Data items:
————
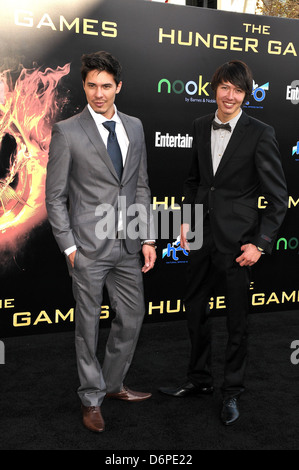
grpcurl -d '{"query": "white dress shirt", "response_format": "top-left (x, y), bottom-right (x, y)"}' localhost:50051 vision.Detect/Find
top-left (87, 104), bottom-right (129, 165)
top-left (211, 110), bottom-right (242, 175)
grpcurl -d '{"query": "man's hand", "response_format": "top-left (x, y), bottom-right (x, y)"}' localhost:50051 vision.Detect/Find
top-left (142, 244), bottom-right (156, 273)
top-left (236, 243), bottom-right (262, 267)
top-left (180, 223), bottom-right (190, 251)
top-left (68, 250), bottom-right (77, 268)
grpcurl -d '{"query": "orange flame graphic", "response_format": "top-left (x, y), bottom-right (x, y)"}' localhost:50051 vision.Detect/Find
top-left (0, 63), bottom-right (70, 251)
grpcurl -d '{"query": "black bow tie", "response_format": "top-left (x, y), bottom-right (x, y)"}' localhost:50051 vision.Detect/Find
top-left (212, 120), bottom-right (231, 132)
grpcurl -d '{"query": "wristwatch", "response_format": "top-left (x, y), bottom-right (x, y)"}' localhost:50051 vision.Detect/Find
top-left (142, 241), bottom-right (157, 249)
top-left (257, 246), bottom-right (264, 253)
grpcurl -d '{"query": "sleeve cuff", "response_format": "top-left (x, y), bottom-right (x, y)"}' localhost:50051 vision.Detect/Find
top-left (64, 245), bottom-right (77, 256)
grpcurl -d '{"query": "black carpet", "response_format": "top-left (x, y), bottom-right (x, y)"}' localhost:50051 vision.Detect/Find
top-left (0, 310), bottom-right (299, 451)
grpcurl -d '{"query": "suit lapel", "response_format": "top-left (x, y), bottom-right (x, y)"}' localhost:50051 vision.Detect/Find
top-left (214, 112), bottom-right (250, 179)
top-left (78, 106), bottom-right (120, 180)
top-left (202, 115), bottom-right (214, 179)
top-left (118, 111), bottom-right (134, 181)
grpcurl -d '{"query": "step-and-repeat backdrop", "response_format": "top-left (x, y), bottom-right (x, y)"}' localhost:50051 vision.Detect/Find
top-left (0, 0), bottom-right (298, 336)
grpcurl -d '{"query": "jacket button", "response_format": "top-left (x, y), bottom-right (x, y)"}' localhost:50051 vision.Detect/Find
top-left (210, 186), bottom-right (215, 191)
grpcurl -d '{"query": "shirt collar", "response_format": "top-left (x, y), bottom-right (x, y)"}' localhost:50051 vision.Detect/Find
top-left (214, 109), bottom-right (242, 131)
top-left (87, 104), bottom-right (121, 125)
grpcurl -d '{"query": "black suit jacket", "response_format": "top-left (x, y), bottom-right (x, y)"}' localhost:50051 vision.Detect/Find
top-left (183, 112), bottom-right (288, 254)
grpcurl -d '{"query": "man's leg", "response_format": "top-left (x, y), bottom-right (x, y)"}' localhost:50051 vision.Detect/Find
top-left (159, 223), bottom-right (218, 397)
top-left (221, 256), bottom-right (251, 398)
top-left (184, 249), bottom-right (214, 386)
top-left (71, 249), bottom-right (111, 408)
top-left (217, 253), bottom-right (251, 426)
top-left (102, 240), bottom-right (146, 394)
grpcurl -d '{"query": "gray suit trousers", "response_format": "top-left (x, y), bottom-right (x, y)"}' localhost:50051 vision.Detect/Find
top-left (71, 239), bottom-right (145, 407)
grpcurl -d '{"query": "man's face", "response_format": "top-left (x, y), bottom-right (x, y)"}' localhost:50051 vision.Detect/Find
top-left (83, 70), bottom-right (122, 119)
top-left (216, 81), bottom-right (246, 122)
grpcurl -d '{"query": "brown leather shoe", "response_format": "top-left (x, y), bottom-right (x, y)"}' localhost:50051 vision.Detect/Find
top-left (106, 385), bottom-right (152, 402)
top-left (82, 405), bottom-right (105, 433)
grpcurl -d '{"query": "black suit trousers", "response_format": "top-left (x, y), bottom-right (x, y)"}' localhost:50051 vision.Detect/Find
top-left (184, 219), bottom-right (251, 397)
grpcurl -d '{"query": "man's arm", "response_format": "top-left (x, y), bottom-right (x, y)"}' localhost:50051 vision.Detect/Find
top-left (251, 124), bottom-right (288, 254)
top-left (182, 121), bottom-right (201, 207)
top-left (236, 124), bottom-right (288, 267)
top-left (45, 124), bottom-right (76, 254)
top-left (133, 120), bottom-right (156, 271)
top-left (180, 121), bottom-right (201, 249)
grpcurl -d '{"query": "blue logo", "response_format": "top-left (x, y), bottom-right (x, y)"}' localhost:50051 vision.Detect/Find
top-left (292, 141), bottom-right (299, 161)
top-left (252, 81), bottom-right (269, 102)
top-left (244, 80), bottom-right (269, 109)
top-left (162, 238), bottom-right (189, 264)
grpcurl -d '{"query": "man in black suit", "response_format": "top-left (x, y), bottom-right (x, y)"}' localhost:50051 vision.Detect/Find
top-left (159, 60), bottom-right (288, 425)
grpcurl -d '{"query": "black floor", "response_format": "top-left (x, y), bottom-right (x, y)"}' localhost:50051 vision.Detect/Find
top-left (0, 310), bottom-right (299, 451)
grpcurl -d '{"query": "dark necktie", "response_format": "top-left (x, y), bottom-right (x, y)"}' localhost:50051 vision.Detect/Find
top-left (212, 120), bottom-right (231, 132)
top-left (103, 121), bottom-right (123, 180)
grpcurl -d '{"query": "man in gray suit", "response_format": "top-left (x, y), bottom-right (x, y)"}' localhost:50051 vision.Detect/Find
top-left (46, 51), bottom-right (156, 433)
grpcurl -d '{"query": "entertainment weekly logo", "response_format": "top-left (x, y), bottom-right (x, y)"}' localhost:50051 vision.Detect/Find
top-left (155, 131), bottom-right (193, 148)
top-left (286, 80), bottom-right (299, 104)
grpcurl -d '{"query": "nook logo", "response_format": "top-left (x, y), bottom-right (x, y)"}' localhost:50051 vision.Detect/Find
top-left (276, 237), bottom-right (299, 252)
top-left (157, 75), bottom-right (211, 96)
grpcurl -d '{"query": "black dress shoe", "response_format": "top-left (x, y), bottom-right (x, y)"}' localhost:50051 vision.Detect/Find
top-left (159, 381), bottom-right (214, 397)
top-left (221, 397), bottom-right (240, 425)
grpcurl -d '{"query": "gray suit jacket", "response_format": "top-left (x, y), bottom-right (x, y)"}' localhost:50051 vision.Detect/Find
top-left (46, 106), bottom-right (154, 259)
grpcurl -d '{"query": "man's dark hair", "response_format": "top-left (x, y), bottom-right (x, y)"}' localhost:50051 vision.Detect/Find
top-left (210, 60), bottom-right (253, 102)
top-left (81, 51), bottom-right (122, 85)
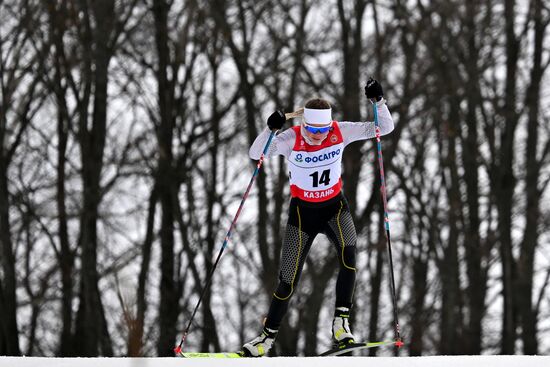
————
• What you need to do
A faithful, complete copy of the records above is required, one that contains no pictures.

• Answer to this task
grpcurl -d '{"query": "white dress shirt", "response_format": "top-left (x, y), bottom-right (x, y)"}' localhost:50051 vision.Detect/Find
top-left (87, 104), bottom-right (129, 165)
top-left (211, 110), bottom-right (242, 175)
grpcurl -d '{"query": "man's hand", "response_format": "top-left (x, y), bottom-right (x, y)"}' localhost:50051 vision.Detect/Find
top-left (142, 244), bottom-right (156, 273)
top-left (236, 243), bottom-right (262, 267)
top-left (180, 223), bottom-right (190, 251)
top-left (68, 250), bottom-right (77, 268)
grpcurl -d '{"query": "orange flame graphic", "response_format": "top-left (x, y), bottom-right (x, y)"}' localhost:50051 vision.Detect/Find
top-left (0, 63), bottom-right (70, 251)
grpcurl -d '{"query": "black bow tie", "response_format": "top-left (x, y), bottom-right (x, y)"}' localhost:50051 vision.Detect/Find
top-left (212, 120), bottom-right (231, 132)
grpcurl -d '{"query": "wristwatch", "response_format": "top-left (x, y), bottom-right (x, y)"}' localhost:50051 vision.Detect/Find
top-left (142, 241), bottom-right (157, 249)
top-left (257, 246), bottom-right (264, 253)
grpcurl -d '{"query": "sleeve cuff", "response_format": "top-left (x, y), bottom-right (x, y)"}' localhost:50051 vision.Detect/Find
top-left (64, 245), bottom-right (77, 256)
grpcurl -d '{"query": "black carpet", "response_format": "top-left (x, y), bottom-right (x, y)"}' localhost:50051 vision.Detect/Find
top-left (0, 310), bottom-right (299, 451)
grpcurl -d '{"query": "suit lapel", "response_format": "top-left (x, y), bottom-right (x, y)"}' localhost:50051 vision.Detect/Find
top-left (214, 112), bottom-right (250, 179)
top-left (78, 106), bottom-right (120, 180)
top-left (202, 115), bottom-right (214, 179)
top-left (118, 111), bottom-right (134, 181)
grpcurl -d '{"query": "step-and-repeat backdrop", "response_format": "top-left (x, y), bottom-right (x, y)"}' localhost:50051 vision.Detect/Find
top-left (0, 0), bottom-right (298, 336)
grpcurl -d '{"query": "jacket button", "response_format": "top-left (x, y), bottom-right (x, y)"}' localhost:50051 vision.Detect/Find
top-left (210, 186), bottom-right (215, 191)
grpcurl -d '{"query": "shirt collar", "response_format": "top-left (x, y), bottom-right (x, y)"}' localhost:50051 vision.Detect/Find
top-left (214, 109), bottom-right (242, 131)
top-left (87, 104), bottom-right (121, 125)
grpcurl -d '{"query": "black suit jacket", "response_format": "top-left (x, y), bottom-right (x, y)"}' localhost:50051 vision.Detect/Find
top-left (183, 112), bottom-right (288, 254)
grpcurl -d '{"query": "man's leg", "response_format": "top-left (x, y), bottom-right (x, y)"}' localhost:50051 vision.Detect/Find
top-left (159, 223), bottom-right (218, 397)
top-left (221, 256), bottom-right (251, 398)
top-left (184, 249), bottom-right (214, 386)
top-left (71, 249), bottom-right (111, 408)
top-left (217, 253), bottom-right (251, 426)
top-left (102, 240), bottom-right (146, 394)
grpcurl -d '{"query": "gray suit trousers", "response_format": "top-left (x, y), bottom-right (x, y)"}' localhost:50051 vision.Detect/Find
top-left (71, 239), bottom-right (145, 407)
grpcurl -d '{"query": "man's face", "response_format": "top-left (x, y), bottom-right (x, y)"}' localhost:50051 vision.Detect/Find
top-left (83, 70), bottom-right (122, 119)
top-left (216, 81), bottom-right (246, 122)
grpcurl -d '{"query": "brown leather shoe", "response_format": "top-left (x, y), bottom-right (x, y)"}' localhost:50051 vision.Detect/Find
top-left (106, 385), bottom-right (152, 402)
top-left (82, 405), bottom-right (105, 433)
grpcurl -d '{"query": "black suit trousers", "response_format": "top-left (x, y), bottom-right (x, y)"}' localhost:50051 vision.Detect/Find
top-left (184, 219), bottom-right (251, 397)
grpcurl -d '{"query": "man's arm", "response_format": "top-left (x, y), bottom-right (x, y)"}' localhost:50051 vision.Detect/Find
top-left (251, 124), bottom-right (288, 254)
top-left (182, 121), bottom-right (201, 207)
top-left (236, 124), bottom-right (288, 267)
top-left (45, 124), bottom-right (76, 254)
top-left (133, 120), bottom-right (156, 271)
top-left (180, 121), bottom-right (201, 249)
grpcurl -d '{"query": "blue logo", "response_format": "top-left (x, y), bottom-right (x, y)"}' localhost:50051 vision.Detect/Find
top-left (292, 141), bottom-right (299, 161)
top-left (252, 81), bottom-right (269, 102)
top-left (244, 80), bottom-right (269, 109)
top-left (162, 238), bottom-right (189, 264)
grpcurl -d '{"query": "man in black suit", "response_format": "top-left (x, y), bottom-right (x, y)"}' localhost:50051 vision.Detect/Find
top-left (159, 60), bottom-right (288, 425)
grpcurl -d '{"query": "black floor", "response_format": "top-left (x, y), bottom-right (x, y)"}' localhost:50051 vision.Detect/Find
top-left (0, 310), bottom-right (299, 451)
grpcurl -d '{"query": "dark necktie", "response_format": "top-left (x, y), bottom-right (x, y)"}' localhost:50051 vision.Detect/Find
top-left (212, 120), bottom-right (231, 132)
top-left (103, 121), bottom-right (123, 180)
grpcurl -d '{"query": "man in gray suit", "response_format": "top-left (x, y), bottom-right (x, y)"}' localhost:50051 vision.Detect/Find
top-left (46, 51), bottom-right (156, 433)
grpcurl -d '{"query": "entertainment weekly logo", "response_format": "top-left (x, y), bottom-right (x, y)"}' localhost:50051 vision.Detect/Find
top-left (155, 131), bottom-right (193, 148)
top-left (286, 80), bottom-right (299, 104)
grpcurl -d '{"query": "nook logo", "response_format": "top-left (x, y), bottom-right (x, y)"}' localhost:50051 vision.Detect/Find
top-left (276, 237), bottom-right (299, 252)
top-left (157, 75), bottom-right (211, 96)
grpcurl -d '{"query": "black dress shoe", "response_format": "top-left (x, y), bottom-right (x, y)"}' localhost:50051 vision.Detect/Find
top-left (159, 381), bottom-right (214, 397)
top-left (221, 397), bottom-right (240, 425)
grpcurl -d '{"query": "gray suit jacket", "response_format": "top-left (x, y), bottom-right (x, y)"}' localhost:50051 vision.Detect/Find
top-left (46, 106), bottom-right (154, 259)
grpcurl -d '{"query": "man's dark hair", "response_format": "top-left (x, y), bottom-right (x, y)"}' localhost:50051 vision.Detect/Find
top-left (210, 60), bottom-right (253, 102)
top-left (81, 51), bottom-right (122, 85)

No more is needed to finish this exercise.